Pointing data
┌──

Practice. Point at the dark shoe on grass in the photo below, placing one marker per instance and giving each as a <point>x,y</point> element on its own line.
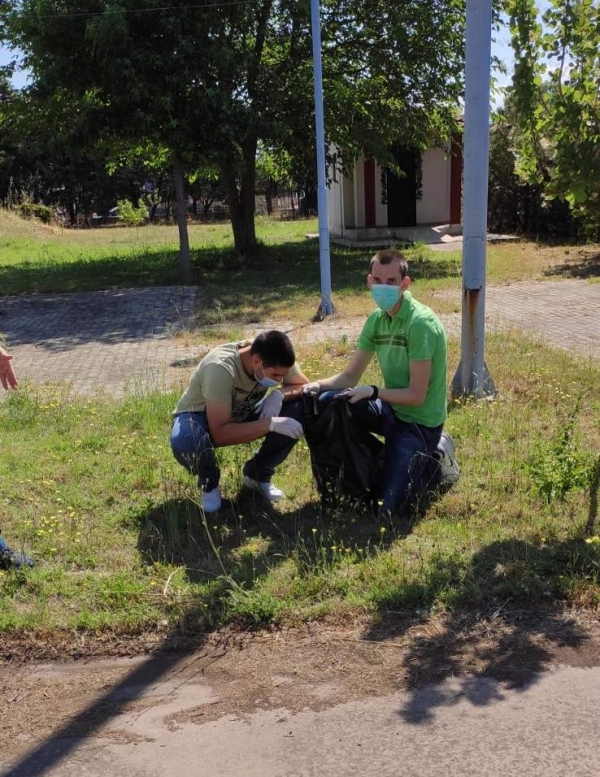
<point>10,558</point>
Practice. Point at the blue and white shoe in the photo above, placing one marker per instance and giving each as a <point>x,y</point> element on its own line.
<point>268,490</point>
<point>10,558</point>
<point>449,469</point>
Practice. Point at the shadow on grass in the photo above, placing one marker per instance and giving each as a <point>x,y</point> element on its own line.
<point>587,267</point>
<point>486,634</point>
<point>294,263</point>
<point>248,538</point>
<point>502,622</point>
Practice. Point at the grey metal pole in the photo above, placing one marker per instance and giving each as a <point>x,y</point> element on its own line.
<point>472,376</point>
<point>326,308</point>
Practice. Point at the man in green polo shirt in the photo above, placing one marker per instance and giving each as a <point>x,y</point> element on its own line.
<point>409,409</point>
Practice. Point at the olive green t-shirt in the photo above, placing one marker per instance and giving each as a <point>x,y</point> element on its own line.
<point>415,333</point>
<point>220,377</point>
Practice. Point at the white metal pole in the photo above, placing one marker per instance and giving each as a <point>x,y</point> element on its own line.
<point>326,308</point>
<point>472,376</point>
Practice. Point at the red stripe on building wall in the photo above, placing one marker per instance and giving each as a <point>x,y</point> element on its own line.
<point>455,179</point>
<point>369,178</point>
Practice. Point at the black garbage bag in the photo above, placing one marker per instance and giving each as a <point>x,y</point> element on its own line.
<point>346,459</point>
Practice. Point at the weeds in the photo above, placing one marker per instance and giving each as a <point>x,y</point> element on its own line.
<point>560,465</point>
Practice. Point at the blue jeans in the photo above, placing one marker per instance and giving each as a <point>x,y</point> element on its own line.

└──

## EXERCISE DIRECTIONS
Could you reproduce the data above word for word, leaving the pictures out?

## ANSWER IN FULL
Practice. Point at the dark shoe on grass in the photo below, placing one marker per instance and giving each as a <point>x,y</point> element on its own line.
<point>10,558</point>
Practice. Point at the blue and white shoe in the photo above, placing one marker per instance and giving each as a <point>x,y</point> element on its own line.
<point>268,490</point>
<point>10,558</point>
<point>449,469</point>
Practice. Point at the shadow on grass in the photo above, placing one marker per instance and giving each as a <point>x,y</point> element on its own line.
<point>587,267</point>
<point>486,634</point>
<point>294,263</point>
<point>248,538</point>
<point>502,622</point>
Practice. Point at the grey metal pole in the photo above, placing one marker per instance and giving each as a <point>x,y</point> element on its own line.
<point>472,376</point>
<point>326,308</point>
Practice. Point at the man in green polo shirt in the photo above, placing one marker per instance and giving each as a <point>x,y</point> element on its own line.
<point>409,409</point>
Practice. Point at the olive green t-shirt in the photo above, placing one marker per instance and giving each as a <point>x,y</point> element on its own line.
<point>415,333</point>
<point>220,377</point>
Practice. Point at the white metal pole in the photo above, placing one marker per instance and giving each as a <point>x,y</point> element on its own line.
<point>326,308</point>
<point>472,376</point>
Practice. Point at the red stripe on building wall in the photo above, placing one marker per instance and giving each as a <point>x,y</point> element on its own line.
<point>455,179</point>
<point>369,178</point>
Practice. Point at the black garbage bag in the photo above, placing one marker per instance and giving each as a <point>x,y</point> element on its own line.
<point>346,459</point>
Practice. Point at the weeds in the photo above, placing one marker per instance and giving each as a <point>x,y</point> element on its own line.
<point>560,465</point>
Practice. Point at the blue jeans in the photo above, placing one marker per instance and giving each as a <point>x,y</point> element on its own line.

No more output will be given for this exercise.